### TEXTE D'EXERCICE
La prise en charge est individuelle (avec la possible intervention de co-thérapeutes et celle fréquente d’interprètes) ou en groupe. Plusieurs contributions de Clinique de l’exil décrivent des modalités de travail avec des groupes de patient(e)s – approche qui se prête bien pour venir en aide aux victimes de torture notamment. Apports bénéfiques du fait d’être et de parler ensemble, de partager.
En guise de conclusion
Puisque souvent les traumatismes rendent muet, il s’agit alors pour les thérapeutes de « reconsidérer la posture habituellement adoptée dite ‘de bienveillante neutralité’ (…) La neutralité est impossible, car les problématiques que nous traitons, conséquences de pratiques répressives, font de nous des témoins privilégiés (…) Témoins engagés car contraints de modifier nos pratiques cliniques. Engagés par le refus du mensonge qui consiste à faire croire que les décisions politiques et économiques n’auraient pas d’effets psychologiques individuels » (F. Sironi, lire aussi le texte de N. Diaz-Marchand).
Soulignons encore la nécessité de disposer d’interprètes communautaires, éléments indispensables de cette clinique, et de voir leurs prestations admises de routine et adéquatement rémunérées. Plus généralement, la directrice de publication B. Goguikian rappelle que « l’interculturalité est avant tout un appel à la tolérance et ne concerne pas que les “autres venus d’ailleurs”, mais tous les groupes minoritaires et socialement défavorisés. Les migrants ne sont que des prismes grossissants de l’altérité, les “minorités visibles”, révélateurs des failles de nos institutions politiques, médicales et sociales ».

### DONNÉES À ANALYSER

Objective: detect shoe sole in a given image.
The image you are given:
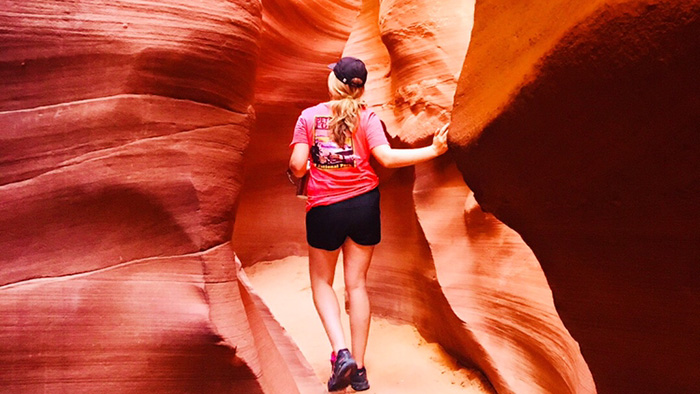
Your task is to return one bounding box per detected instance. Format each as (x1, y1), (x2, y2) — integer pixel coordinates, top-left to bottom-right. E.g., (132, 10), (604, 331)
(328, 359), (357, 391)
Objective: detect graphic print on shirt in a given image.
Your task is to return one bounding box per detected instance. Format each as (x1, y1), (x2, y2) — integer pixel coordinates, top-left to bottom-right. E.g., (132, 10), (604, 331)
(311, 116), (356, 170)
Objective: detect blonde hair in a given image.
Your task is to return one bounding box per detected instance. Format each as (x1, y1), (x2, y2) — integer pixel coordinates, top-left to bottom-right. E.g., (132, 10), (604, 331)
(328, 71), (367, 148)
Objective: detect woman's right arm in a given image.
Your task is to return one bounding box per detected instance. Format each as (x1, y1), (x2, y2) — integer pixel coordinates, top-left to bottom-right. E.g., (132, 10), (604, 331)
(372, 124), (449, 168)
(289, 143), (309, 178)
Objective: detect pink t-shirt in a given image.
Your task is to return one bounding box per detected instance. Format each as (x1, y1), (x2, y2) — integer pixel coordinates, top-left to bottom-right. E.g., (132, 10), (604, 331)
(290, 103), (389, 211)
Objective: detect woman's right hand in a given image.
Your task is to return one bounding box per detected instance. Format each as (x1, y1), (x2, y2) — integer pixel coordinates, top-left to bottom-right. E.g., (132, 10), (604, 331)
(433, 123), (450, 156)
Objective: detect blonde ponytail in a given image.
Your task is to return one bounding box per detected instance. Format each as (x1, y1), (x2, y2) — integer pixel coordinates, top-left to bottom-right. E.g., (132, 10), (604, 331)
(328, 72), (367, 148)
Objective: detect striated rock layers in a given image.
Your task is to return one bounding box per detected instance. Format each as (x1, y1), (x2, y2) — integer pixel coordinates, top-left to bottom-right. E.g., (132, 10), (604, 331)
(0, 0), (323, 393)
(0, 0), (700, 394)
(238, 0), (595, 393)
(450, 0), (700, 393)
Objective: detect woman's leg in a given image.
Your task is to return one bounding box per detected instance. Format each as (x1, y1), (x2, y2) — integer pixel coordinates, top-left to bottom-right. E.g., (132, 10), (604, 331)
(309, 245), (346, 353)
(343, 238), (374, 368)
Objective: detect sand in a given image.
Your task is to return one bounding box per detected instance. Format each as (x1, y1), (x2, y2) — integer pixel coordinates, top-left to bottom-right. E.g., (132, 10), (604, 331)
(245, 256), (492, 394)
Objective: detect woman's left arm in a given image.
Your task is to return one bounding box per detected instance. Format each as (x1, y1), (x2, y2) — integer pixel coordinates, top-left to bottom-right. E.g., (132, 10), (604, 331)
(289, 143), (309, 178)
(372, 124), (449, 168)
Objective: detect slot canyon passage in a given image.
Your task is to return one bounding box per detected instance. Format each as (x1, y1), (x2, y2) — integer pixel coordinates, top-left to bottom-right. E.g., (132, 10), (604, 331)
(0, 0), (700, 394)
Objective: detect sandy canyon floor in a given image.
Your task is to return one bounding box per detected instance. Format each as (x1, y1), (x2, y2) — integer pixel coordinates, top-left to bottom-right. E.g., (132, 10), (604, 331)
(245, 256), (492, 394)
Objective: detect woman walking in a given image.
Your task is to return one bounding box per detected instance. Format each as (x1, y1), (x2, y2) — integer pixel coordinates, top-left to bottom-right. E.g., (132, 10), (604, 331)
(289, 57), (447, 391)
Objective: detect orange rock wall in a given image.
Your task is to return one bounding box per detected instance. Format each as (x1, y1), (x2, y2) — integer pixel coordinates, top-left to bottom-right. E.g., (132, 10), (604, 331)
(0, 0), (700, 393)
(450, 0), (700, 393)
(0, 0), (323, 393)
(239, 1), (595, 393)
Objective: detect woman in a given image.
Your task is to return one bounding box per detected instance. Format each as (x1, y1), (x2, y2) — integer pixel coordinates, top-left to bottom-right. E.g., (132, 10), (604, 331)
(289, 57), (447, 391)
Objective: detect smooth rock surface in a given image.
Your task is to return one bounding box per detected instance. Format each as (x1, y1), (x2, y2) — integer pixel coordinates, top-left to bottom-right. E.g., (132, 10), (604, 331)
(450, 1), (700, 393)
(0, 0), (323, 393)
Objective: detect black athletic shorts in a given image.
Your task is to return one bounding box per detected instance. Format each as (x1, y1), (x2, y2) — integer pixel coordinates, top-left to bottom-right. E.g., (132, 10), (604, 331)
(306, 188), (382, 250)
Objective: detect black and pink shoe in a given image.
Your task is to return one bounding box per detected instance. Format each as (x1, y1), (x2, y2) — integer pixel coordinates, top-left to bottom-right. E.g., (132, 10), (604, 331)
(328, 349), (357, 391)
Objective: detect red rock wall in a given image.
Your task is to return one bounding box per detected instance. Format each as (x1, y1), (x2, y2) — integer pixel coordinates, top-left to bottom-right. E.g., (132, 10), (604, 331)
(450, 1), (700, 393)
(234, 0), (594, 393)
(0, 0), (323, 393)
(0, 0), (700, 393)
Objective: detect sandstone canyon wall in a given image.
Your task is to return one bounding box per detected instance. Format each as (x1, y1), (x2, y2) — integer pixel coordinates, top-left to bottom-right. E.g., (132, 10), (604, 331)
(0, 0), (700, 394)
(238, 1), (595, 393)
(0, 0), (323, 393)
(450, 0), (700, 393)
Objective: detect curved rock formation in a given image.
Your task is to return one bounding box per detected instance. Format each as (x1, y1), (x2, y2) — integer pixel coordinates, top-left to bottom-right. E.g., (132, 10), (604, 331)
(450, 0), (700, 393)
(0, 1), (323, 393)
(5, 0), (700, 394)
(234, 0), (594, 393)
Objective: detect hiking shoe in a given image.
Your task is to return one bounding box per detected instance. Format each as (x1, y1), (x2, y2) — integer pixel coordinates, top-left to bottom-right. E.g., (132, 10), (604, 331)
(350, 367), (369, 391)
(328, 349), (357, 391)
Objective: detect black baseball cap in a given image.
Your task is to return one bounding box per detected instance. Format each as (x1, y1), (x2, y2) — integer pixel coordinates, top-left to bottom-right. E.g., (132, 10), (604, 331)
(328, 56), (367, 88)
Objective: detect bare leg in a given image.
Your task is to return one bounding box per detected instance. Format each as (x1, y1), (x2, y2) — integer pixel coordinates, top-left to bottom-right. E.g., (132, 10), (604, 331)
(309, 246), (346, 353)
(343, 238), (374, 368)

### TRAVAIL À FAIRE
[1] Indiquez si chacune des affirmations suivantes concorde avec le texte sur la clinique de l'exil, en répondant par oui ou par non et en citant les mots du texte qui tranchent. (a) Le thérapeute peut adopter une posture de neutralité. (b) Les interprètes communautaires sont jugés indispensables à cette clinique. (c) Selon B. Goguikian, l'interculturalité concerne uniquement les personnes venues d'ailleurs.
[2] Poursuivez le texte sur la clinique de l'exil à partir de sa dernière phrase.
Les enregistrements ne sont pas nécessaires ici.

### RÉPONSES PAR TÂCHE
[1]
(a) Non : « La neutralité est impossible »
(b) Oui : « éléments indispensables de cette clinique »
(c) Non : « ne concerne pas que les “autres venus d’ailleurs” »

[2]
En résumé, un ouvrage passionnant par ses ouvertures sur un domaine des soins qui reste insuffisamment connu, qui devrait retenir l’attention des professionnels de la santé et de la relation d’aide dans nos pays où la migration pose des défis chaque jour plus sérieux.
[1] ndlr : Au début de sa carrière médicale, Jean Martin a passé huit ans outremer où il a été marqué par les défis de la relation thérapeutique avec des patients dont les cadres de références sont différents des nôtres.
[2] « Clinique de l’exil – chroniques d’une pratique engagée », dix-neuf auteurs, la plupart psychothérapeutes (psychologues ou médecins), certains en milieu hospitalo-universitaire, deux linguistes. Sous la direction de B. Goguikian Ratcliff et O. Strasser. Genève, Georg Editeur, 2009.
[3] Appartenances-Vaud œuvre dans son canton depuis 1993 et a été créée à Lausanne, dans le contexte de la guerre des Balkans, par Jean-Claude Métraux, pédopsychiatre ayant travaillé au Nicaragua.
[4] L’actualité fait évoquer le livre de la journaliste française Florence Aubenas, connue pour avoir été enlevée en Irak en 2005 et qui, durant six mois à Caen, a vécu la vie des employés précaires (Le quai de Ouistreham, Paris, Ed. de l’Olivier, 2010). Elle décrit son travail de nettoyeuse des toilettes des ferries. Extrait d’un interview qui montre la parenté avec la situation des migrants : « Mais ce qu’on ne saisit pas au début, c’est le fait de ne pas exister. Ce qu’on vous demande quand vous faites le ménage, c’est de disparaître. Quand vous dites bonjour aux gens avec votre balai, ils sont sidérés. Et cette attitude se retrouve dans le débat public, où vous n’entendez jamais parler des précaires. » Et aussi : « Dans ce milieu, la révolte est un luxe » (Le Temps, Genève, 22 février 2010, p. 27).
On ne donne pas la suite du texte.